======== DATASET ENTRIES

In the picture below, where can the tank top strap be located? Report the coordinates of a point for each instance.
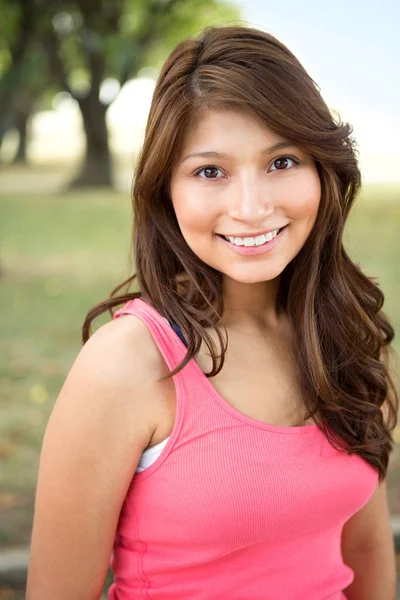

================
======== DATASET ENTRIES

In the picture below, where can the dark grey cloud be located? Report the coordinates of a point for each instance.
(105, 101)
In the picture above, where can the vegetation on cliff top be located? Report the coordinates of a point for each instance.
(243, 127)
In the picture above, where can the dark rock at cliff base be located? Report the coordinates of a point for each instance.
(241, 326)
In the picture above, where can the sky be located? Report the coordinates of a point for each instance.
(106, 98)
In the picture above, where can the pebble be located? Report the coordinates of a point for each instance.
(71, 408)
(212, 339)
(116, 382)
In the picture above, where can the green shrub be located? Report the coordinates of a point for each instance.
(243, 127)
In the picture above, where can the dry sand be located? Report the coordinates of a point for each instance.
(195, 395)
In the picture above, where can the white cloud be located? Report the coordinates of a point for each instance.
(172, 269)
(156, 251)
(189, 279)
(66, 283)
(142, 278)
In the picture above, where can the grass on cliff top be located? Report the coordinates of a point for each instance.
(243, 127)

================
======== DATASET ENTRIES

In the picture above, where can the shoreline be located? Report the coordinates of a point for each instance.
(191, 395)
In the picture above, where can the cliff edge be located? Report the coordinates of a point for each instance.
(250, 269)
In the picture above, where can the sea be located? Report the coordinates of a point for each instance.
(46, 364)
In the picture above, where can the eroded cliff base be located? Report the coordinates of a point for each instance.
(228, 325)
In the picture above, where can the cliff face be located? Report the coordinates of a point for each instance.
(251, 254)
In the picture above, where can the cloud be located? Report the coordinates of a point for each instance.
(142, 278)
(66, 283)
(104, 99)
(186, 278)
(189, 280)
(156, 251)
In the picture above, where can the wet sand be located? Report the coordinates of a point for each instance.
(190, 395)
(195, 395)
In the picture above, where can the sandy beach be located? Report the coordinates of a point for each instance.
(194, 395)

================

> REQUIREMENTS:
Gather every line in the rows above that contains the word "base".

> ANSWER TO THIS PROBLEM:
In the picture above, where can the dark rock at cliff base be located? Report the coordinates of a point for each instance.
In the picture above, where can the eroded cliff base be located? Report the coordinates of a point for each instance.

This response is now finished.